§ **TESTO DI PARTENZA**
-*-
Ma, per concludere il discorso, il grande problema non è l’arrampicata in falesia, dove l’ambiente è protetto ed è difficile farsi male, e non è l’alpinismo, che implica un insieme di conoscenze: è l’escursionismo, perché è alla portata di chiunque, è rischioso perché tra gli escursionisti c’è chi non si rende conto quanto sia pericoloso cadere di testa su un pendio di 30° per due metri. Significa finire all’ospedale, se non al cimitero. 

È l’escursionismo la grande falla del sistema in questa situazione di sovraffollamento verticale. Il problema lo è meno l’alpinismo, che è una pratica elitaria, e ancora meno l’arrampicata in falesia o il boulder, dove al massimo ti storci un ginocchio.

Sempre in relazione ai primi approcci, una domanda che spesso ci si sente porre è ‘che via mi consigli di fare?’. In molti giustamente rispondono che dipende dal grado che si ha, da cosa si è abituati a fare… Se tu dovessi consigliare delle vie, su quali parametri ti baseresti: quali sono per te gli elementi davvero rilevanti per suggerire una salita?

Io direi che in base alle proprie capacità, dopo un’autovalutazione molto cinica di quello che ci si sente di fare, di quello che si è in grado di fare realmente, io credo che di una via bisognerebbe sapere con precisione la difficoltà obbligatoria dei passaggi. Perché uno può salire una via di 7a, ma se l’obbligatorio è 5c, il problema si pone meno. Se invece si sale una via di 6b e l’obbligatorio è 6b, bisogna saperlo fare questo 6b. 

Il secondo elemento da conoscere è il tipo, la sicurezza e le distanze della chiodatura. Perché tu puoi saper fare il VI, ma se la via è chiodata a 6 metri, ad esempio, devi essere consapevole che se cadi con il chiodo a 4 metri sotto di te, ti fai una decina di metri di volo contando anche l’allungamento della corda, e potresti farti male. 

Poi c’è la logistica dell’itinerario: l’avvicinamento, le possibilità di discesa, la distanza dai punti di appoggio…

Senza dimenticare l’elemento meteorologico. Oggi c’è la possibilità di conoscere in dettaglio tutto, quindi ci sono dei luoghi (come le grandi pareti dolomitiche o in alta quota) dove, se il meteo non è certo, è bene non andare. 

Chi si lascia tentare dall’enfasi epica della sublimazione, dal sorriso del lunedì mattina perché gli è riuscita la via, può farlo. Ognuno deve fare quello che vuole. Però sottolineo che io lo sconsiglio.

Se poi uno vuole avventurarsi su itinerari trad, entrano in gioco altre questioni come la valutazione delle proprie capacità di mettere le protezioni, puramente tecnico-alpinistiche.

Qualche altro alpinista che ho intervistato mi ha detto che questa parola proprio non gli piace, ma al momento è quella che mi viene più comoda: etica. Tu hai aperto tantissime vie. Qual è la tua etica di apertura?

Io ho fatto una scelta. Per qualche anno da giovane, attorno ai vent’anni, ho salito vie abbastanza difficili, puramente alpinistiche, cioè protette a chiodi e da integrare con qualche nut o qualche friend, ma già all’epoca ho trovato questo tipo di attività, per quanto mi riguarda, un po’ fuori luogo, troppo rischiose.
-*-
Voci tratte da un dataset
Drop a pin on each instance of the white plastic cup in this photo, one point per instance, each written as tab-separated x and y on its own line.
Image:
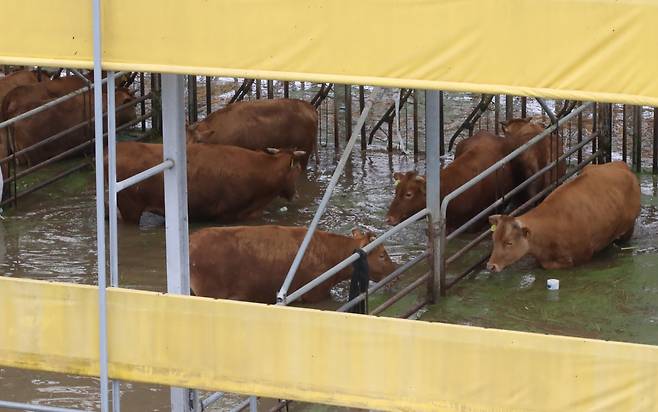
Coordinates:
553	284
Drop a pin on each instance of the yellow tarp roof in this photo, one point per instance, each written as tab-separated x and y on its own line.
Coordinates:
577	49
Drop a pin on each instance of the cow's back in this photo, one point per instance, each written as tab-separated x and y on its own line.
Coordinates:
250	262
280	123
591	211
473	156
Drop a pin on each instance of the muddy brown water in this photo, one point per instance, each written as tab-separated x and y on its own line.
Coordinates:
51	236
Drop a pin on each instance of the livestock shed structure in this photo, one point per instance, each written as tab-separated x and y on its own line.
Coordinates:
597	50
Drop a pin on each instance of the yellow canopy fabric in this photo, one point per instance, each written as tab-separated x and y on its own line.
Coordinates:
604	50
319	356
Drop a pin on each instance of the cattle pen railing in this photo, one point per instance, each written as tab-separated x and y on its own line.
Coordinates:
446	238
12	160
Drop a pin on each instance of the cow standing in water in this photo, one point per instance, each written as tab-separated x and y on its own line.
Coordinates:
520	131
577	220
224	183
259	124
473	156
250	263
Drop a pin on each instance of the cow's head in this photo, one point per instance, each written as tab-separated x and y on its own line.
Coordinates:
511	242
198	134
291	159
515	127
379	263
123	96
409	197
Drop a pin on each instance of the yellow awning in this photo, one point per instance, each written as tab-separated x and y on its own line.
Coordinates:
319	356
603	50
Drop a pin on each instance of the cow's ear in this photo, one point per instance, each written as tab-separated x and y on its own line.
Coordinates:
357	233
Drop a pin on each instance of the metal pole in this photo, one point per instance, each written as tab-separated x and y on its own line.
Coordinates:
655	141
362	103
111	165
100	208
282	294
509	107
348	111
433	186
637	138
175	182
208	95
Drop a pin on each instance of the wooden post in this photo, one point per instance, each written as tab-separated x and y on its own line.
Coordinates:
362	103
348	111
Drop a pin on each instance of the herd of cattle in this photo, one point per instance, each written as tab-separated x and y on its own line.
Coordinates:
245	155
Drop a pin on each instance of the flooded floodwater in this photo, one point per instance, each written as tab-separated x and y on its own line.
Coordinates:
51	236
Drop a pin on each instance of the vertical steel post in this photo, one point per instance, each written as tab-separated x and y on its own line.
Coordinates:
433	186
624	134
175	181
100	207
496	114
208	95
509	107
348	111
112	178
142	105
362	103
442	130
655	141
336	110
637	138
415	124
580	135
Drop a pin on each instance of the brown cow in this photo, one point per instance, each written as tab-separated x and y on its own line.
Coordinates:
577	220
225	183
250	263
58	118
7	84
258	124
532	160
475	154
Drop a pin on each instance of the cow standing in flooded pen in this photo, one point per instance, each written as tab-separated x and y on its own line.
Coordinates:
250	263
225	183
577	220
258	124
472	156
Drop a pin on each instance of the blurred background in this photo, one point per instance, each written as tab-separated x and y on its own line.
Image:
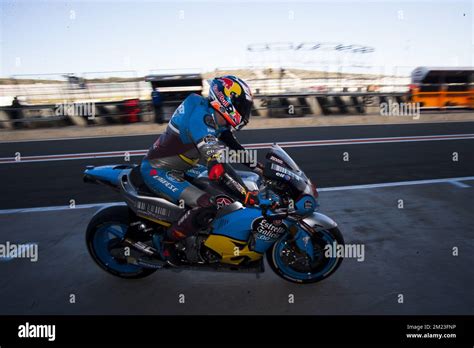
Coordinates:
125	62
-*-
§ **COSA FARE**
a. Per ciascuna affermazione, indica se concorda con il testo di partenza e cita le parole che lo stabiliscono: (i) l'arrampicata in falesia viene indicata come il grande problema; (ii) di una via bisognerebbe conoscere con precisione la difficoltà obbligatoria dei passaggi; (iii) sulle grandi pareti dolomitiche conviene andare anche con un meteo incerto.
b. Riporta senza modifiche la parte del testo di partenza che si apre con le parole contenenti "Senza dimenticare l’elemento" e si chiude con "bene non andare.".

§ **RISPOSTE**
a.
(i) No: "il grande problema non è l’arrampicata in falesia"
(ii) Sì: "di una via bisognerebbe sapere con precisione la difficoltà obbligatoria dei passaggi"
(iii) No: "se il meteo non è certo, è bene non andare"

b.
Senza dimenticare l’elemento meteorologico. Oggi c’è la possibilità di conoscere in dettaglio tutto, quindi ci sono dei luoghi (come le grandi pareti dolomitiche o in alta quota) dove, se il meteo non è certo, è bene non andare.